Goal: Write out everything from the beginning of the listing below down to and including the line that contains "75 174 153 245". Leave the pictures out of your answer.
>> Start
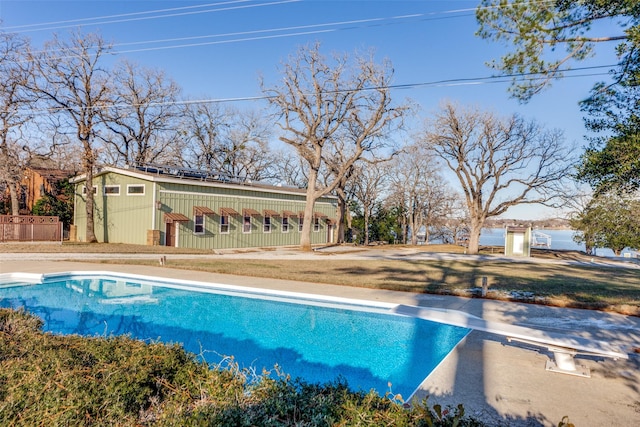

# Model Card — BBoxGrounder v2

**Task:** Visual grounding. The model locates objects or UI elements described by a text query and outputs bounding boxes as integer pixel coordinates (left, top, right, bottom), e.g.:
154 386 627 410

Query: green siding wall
74 172 336 249
75 174 153 245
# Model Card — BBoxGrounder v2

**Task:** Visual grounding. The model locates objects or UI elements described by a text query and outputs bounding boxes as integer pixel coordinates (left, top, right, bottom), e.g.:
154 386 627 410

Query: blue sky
0 0 615 217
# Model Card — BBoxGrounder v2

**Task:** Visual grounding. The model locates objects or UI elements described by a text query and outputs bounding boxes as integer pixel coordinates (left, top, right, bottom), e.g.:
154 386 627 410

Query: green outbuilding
71 166 337 249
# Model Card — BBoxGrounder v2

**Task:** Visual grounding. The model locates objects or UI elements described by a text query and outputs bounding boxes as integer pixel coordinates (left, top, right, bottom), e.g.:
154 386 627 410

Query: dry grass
0 243 640 316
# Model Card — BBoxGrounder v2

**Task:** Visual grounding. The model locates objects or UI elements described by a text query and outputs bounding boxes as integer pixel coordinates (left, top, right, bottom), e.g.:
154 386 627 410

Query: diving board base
546 360 591 378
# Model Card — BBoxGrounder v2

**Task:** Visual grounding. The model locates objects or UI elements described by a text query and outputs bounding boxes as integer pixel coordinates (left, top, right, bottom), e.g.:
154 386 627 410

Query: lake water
480 228 628 257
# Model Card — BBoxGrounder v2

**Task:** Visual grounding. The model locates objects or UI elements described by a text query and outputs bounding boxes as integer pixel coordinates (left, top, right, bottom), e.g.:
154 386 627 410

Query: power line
4 0 302 33
22 65 614 113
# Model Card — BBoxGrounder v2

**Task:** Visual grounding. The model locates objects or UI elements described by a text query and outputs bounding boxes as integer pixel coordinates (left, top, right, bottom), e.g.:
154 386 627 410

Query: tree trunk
336 190 347 244
467 221 482 255
300 168 318 252
85 152 98 243
8 182 20 216
364 207 369 246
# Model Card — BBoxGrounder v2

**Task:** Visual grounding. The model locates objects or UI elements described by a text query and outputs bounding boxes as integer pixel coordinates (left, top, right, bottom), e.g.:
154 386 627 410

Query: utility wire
4 0 301 33
22 65 614 114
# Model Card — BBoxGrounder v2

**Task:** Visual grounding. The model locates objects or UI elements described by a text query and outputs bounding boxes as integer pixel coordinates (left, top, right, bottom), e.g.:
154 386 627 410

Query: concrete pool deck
0 252 640 427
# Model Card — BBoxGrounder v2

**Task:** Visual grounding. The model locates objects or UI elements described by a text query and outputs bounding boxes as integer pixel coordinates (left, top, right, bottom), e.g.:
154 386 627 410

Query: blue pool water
0 277 469 397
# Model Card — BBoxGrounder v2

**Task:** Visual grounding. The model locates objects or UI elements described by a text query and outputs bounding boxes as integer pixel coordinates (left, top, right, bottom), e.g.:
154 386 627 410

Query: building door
164 222 176 246
513 233 524 255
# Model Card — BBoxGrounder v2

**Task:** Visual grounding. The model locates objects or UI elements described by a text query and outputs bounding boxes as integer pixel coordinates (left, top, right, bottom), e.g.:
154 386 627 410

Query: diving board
391 304 629 377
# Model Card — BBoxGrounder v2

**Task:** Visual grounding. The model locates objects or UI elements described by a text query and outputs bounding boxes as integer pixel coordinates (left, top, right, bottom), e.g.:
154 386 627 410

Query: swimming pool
0 273 469 397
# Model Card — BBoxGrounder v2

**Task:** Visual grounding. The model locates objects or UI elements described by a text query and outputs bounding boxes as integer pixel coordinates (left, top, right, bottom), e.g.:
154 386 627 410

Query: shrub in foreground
0 309 482 426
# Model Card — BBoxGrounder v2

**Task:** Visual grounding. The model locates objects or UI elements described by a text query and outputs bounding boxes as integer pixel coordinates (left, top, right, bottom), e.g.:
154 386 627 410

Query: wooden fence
0 215 62 243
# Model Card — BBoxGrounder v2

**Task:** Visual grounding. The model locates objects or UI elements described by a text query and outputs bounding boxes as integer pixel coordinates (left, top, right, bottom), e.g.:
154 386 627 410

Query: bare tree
263 44 406 250
273 147 308 188
425 103 573 254
353 162 390 245
387 144 450 245
98 61 181 165
32 32 111 242
0 33 33 215
185 104 276 181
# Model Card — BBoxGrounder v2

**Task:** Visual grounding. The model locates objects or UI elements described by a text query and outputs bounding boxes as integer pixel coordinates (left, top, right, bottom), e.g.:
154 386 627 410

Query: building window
82 185 98 194
127 184 144 196
220 215 229 234
193 215 204 234
103 185 120 196
242 215 251 233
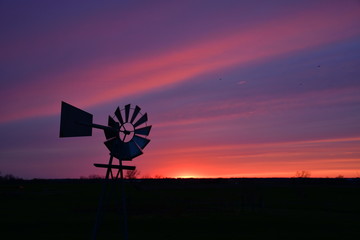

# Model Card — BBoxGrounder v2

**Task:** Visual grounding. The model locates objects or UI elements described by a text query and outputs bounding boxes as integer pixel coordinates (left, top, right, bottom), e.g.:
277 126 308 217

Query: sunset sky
0 0 360 179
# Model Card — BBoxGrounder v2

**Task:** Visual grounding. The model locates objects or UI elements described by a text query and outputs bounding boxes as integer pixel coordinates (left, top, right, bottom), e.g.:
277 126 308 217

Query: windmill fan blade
115 107 124 124
134 126 151 136
132 135 150 149
134 113 147 128
104 138 143 160
125 140 143 159
130 105 141 123
104 116 119 139
104 137 120 153
125 104 130 122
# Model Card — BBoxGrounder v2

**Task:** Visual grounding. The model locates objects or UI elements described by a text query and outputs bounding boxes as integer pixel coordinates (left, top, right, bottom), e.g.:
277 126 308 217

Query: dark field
0 179 360 240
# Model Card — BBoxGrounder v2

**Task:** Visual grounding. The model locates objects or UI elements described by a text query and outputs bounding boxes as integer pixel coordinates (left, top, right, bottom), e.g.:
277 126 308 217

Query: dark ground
0 179 360 240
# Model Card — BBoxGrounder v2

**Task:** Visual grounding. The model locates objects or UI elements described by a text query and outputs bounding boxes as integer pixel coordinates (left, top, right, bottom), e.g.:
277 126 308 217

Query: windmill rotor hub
119 123 135 142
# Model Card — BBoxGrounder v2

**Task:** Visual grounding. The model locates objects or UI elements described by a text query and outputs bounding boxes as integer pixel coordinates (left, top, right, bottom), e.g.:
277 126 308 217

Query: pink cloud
0 0 360 122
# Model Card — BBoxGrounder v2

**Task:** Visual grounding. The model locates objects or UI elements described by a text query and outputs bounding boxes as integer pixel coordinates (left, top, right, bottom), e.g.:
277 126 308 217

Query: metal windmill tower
60 102 151 239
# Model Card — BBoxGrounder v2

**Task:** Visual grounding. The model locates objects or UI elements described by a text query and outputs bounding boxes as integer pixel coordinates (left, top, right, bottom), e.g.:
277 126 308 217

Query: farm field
0 178 360 240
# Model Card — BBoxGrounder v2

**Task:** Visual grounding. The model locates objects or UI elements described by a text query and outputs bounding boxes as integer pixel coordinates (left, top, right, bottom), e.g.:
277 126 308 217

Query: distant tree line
0 172 21 181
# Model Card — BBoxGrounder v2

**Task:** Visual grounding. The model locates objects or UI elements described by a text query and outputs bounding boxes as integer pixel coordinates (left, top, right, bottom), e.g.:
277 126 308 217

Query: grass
0 179 360 240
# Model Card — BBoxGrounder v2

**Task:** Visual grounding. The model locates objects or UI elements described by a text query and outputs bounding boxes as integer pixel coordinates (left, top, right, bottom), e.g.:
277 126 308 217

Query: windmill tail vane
60 102 152 177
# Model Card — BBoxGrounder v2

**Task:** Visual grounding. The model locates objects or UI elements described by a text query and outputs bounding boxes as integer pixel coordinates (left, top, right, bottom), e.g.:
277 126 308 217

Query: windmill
60 102 151 239
60 102 151 179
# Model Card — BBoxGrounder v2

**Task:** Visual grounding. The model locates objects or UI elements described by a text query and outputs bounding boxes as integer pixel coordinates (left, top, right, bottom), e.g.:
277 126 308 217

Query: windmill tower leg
120 160 129 240
92 154 114 240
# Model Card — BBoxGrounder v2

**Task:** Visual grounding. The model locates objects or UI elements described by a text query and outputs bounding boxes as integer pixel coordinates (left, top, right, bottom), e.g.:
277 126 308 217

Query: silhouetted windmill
60 102 151 239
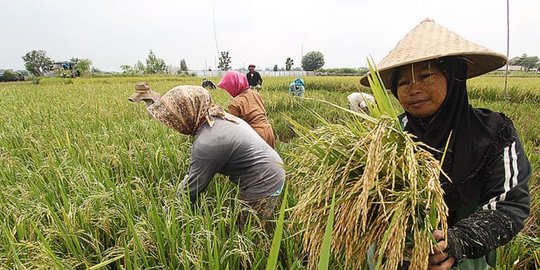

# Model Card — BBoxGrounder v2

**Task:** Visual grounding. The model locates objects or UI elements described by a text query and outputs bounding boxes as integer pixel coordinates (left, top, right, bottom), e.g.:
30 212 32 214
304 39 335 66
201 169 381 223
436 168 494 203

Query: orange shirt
229 89 275 148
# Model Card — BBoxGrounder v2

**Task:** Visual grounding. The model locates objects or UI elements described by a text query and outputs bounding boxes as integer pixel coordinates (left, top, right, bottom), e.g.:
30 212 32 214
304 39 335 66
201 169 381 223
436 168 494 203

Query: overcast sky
0 0 540 71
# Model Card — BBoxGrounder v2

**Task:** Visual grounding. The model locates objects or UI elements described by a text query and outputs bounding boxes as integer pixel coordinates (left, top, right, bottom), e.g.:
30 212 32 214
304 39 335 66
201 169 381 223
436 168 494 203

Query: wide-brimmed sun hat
360 19 507 88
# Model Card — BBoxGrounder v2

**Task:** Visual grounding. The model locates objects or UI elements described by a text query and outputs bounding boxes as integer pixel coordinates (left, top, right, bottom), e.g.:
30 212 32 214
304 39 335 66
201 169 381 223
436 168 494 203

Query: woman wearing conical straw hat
360 20 531 269
129 83 285 225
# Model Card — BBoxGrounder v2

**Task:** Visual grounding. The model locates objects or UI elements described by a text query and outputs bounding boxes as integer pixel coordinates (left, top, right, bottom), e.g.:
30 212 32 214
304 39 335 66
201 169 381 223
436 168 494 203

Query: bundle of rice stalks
286 61 448 270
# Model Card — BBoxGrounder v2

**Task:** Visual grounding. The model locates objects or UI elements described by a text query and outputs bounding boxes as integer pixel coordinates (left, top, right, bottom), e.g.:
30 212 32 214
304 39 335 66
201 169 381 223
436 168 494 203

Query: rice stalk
>> End
Finished exercise:
# Model Card — BBoxGrounder v2

**Task:** Visual grounding. The model locates objects or UI elements described by a text query and outputs bounding boxes as integer pixel coordinates (left, top, right, bottom), e.g.:
154 386 627 410

Query: green siding wall
74 172 336 249
75 174 153 245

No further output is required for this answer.